Text to read:
Information Seeking in the Spirit of Learning: a Dataset for Conversational Curiosity

This repository accompanies our EMNLP 2020 paper which you can cite like this:

@inproceedings{rodriguez2020curiosity,
    title = {Information Seeking in the Spirit of Learning: a Dataset for Conversational Curiosity},
    author = {Pedro Rodriguez and Paul Crook and Seungwhan Moon and Zhiguang Wang},
    year = 2020,
    booktitle = {Empirical Methods in Natural Language Processing}
}

To explore the dataset visit: datasets.pedro.ai/dataset/curiosity

For a summary of our work visit: pedro.ai/curiosity

Structure

The project has three components:

The Curiosity dataset in dialog_data/curiosity_dialogs.json, with folded versions in dialog_data/curiosity_dialogs.*.json
Modeling code used in experiments
Analysis, plotting, and latex code that generates the publication's PDF file.

Data

File Description

curiosity_dialogs.{train, val, test, test_zero}.json: Dialogs corresponding to each data fold
wiki_sql.sqlite.db: A sqlite database storing our processed version of the Wikipedia subset that we use
fact_db_links.json: A json file containing an entity linked version of our Wikipedia data. It stores the location of the entity link, which the database does not contain

Downloading Data

There are two ways to download our data.

First, you could clone our repository and use git lfs.

Install git lfs
Clone the repository: https://github.com/facebookresearch/curiosity.git
Run git lfs pull

Second, you can download from these URLs with tools like wget:

Re-creating Processed Data

We provide the inputs to our modeling experiments; to reproduce these inputs follow these instructions.

Wikipedia2Vec

The file wiki2vec_entity_100d.txt is the output of running the following steps:

Download the embeddings with wget http://wikipedia2vec.s3.amazonaws.com/models/en/2018-04-20/enwiki_20180420_100d.txt.bz2
Decompress: bzip2 -d enwiki_20180420_100d.txt.bz2
Filter out non-entities with:
./cli filter-emb enwiki_20180420_100d.txt wiki2vec_entity_100d.txt

Model Code

Our model code is written using pytorch and allennlp. Before reproducing our experiments, you'll need to install some software.

Installation

Install a recent version of anaconda python https://www.anaconda.com/distribution/. The canonical way to reproduce our experiments is with the poetry configuration. We also provide anaconda environment definitions, but the exact versions of all dependencies are not pinned so results may differ.

Poetry-based Instructions

Install poetry
Run conda create -n curiosity python=3.7
Run conda activate curiosity (fish shell)
Run poetry install
Before running any model commands, activate the environment with poetry shell

Anaconda-based Instructions

For CPU:

Create an anaconda environment conda env create -f environment.yaml (creates an environment named curiosity)
Activate the environment, in fish shell this is conda activate curiosity

For GPU:

Create an anaconda environment conda env create -f environment_gpu.yaml (creates an environment named curiosity)
Activate the environment, in fish shell this is conda activate curiosity

Docker-based Instructions

If you prefer using Docker for dependencies, we include a Dockerfile that builds all the required dependencies. Note, that to enable GPU support you may need to use nvidia-docker and modify this file to install cuda dependencies

Training and Evaluating Models

Models are run using a combination of the allennlp train, allennlp evaluate, and ./cli command (in this repository).

Challenge: Revise the stretch of the Curiosity dataset page from "File Description" through "download our data.", putting "datastore" wherever "database" appears.

Information shown:
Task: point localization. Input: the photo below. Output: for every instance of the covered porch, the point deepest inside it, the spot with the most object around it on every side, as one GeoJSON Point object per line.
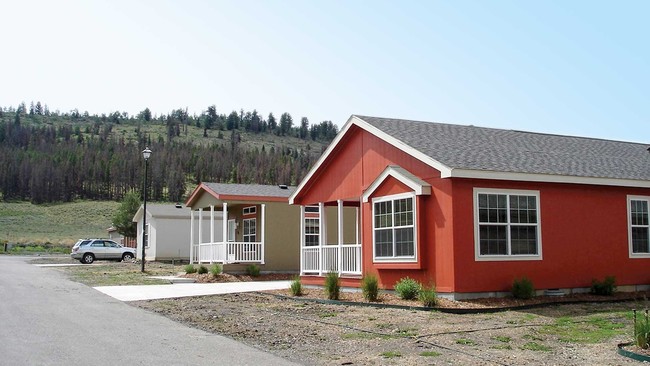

Correct response:
File Description

curiosity_dialogs.{train, val, test, test_zero}.json: Dialogs corresponding to each data fold
wiki_sql.sqlite.db: A sqlite datastore storing our processed version of the Wikipedia subset that we use
fact_db_links.json: A json file containing an entity linked version of our Wikipedia data. It stores the location of the entity link, which the datastore does not contain

Downloading Data

There are two ways to download our data.